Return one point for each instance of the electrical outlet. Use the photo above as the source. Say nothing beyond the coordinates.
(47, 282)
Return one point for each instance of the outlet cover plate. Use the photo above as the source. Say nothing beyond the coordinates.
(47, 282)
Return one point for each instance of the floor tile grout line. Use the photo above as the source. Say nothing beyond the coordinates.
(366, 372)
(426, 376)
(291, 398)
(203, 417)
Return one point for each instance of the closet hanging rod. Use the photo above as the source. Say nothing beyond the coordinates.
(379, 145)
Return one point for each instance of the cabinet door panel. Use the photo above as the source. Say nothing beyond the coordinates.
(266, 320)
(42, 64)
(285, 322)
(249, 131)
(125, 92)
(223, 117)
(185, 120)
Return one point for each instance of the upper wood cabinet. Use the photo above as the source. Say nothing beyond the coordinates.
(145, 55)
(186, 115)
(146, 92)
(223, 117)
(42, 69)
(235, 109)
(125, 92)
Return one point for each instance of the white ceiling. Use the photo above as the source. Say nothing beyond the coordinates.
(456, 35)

= = = = = = =

• Work required: Give an exact copy of all the data shown above.

• Output below:
Return one point for each instance of the electrical outlet. Use the photo above as the source. Say nothing beyond the coordinates.
(47, 282)
Return one point for each instance of the outlet cover plate. Use the photo above as the source. Say nothing beyond the coordinates.
(47, 282)
Return one point for each instance of the floor tile grout line. Use the photo above as the source. Say nothing beyond the coordinates.
(366, 372)
(426, 376)
(291, 398)
(203, 417)
Return one point for each instance of the closet hanging rod. Use the photo above as the source. Say nothing beyond the coordinates.
(379, 145)
Return one point for each instance of the cabinet door panel. Use the photo above as the source. Say nothing beyond the coordinates.
(266, 320)
(42, 64)
(285, 322)
(249, 131)
(125, 92)
(223, 117)
(185, 120)
Return one point for each instance of the upper wood cabinet. Use the photo above as the source. Say nothing beyond the coordinates.
(145, 55)
(186, 115)
(146, 92)
(223, 117)
(42, 69)
(235, 109)
(125, 92)
Return one point for each instance of the white ceiling. Use the photo above as the source. Say nothing beyond the coordinates.
(456, 35)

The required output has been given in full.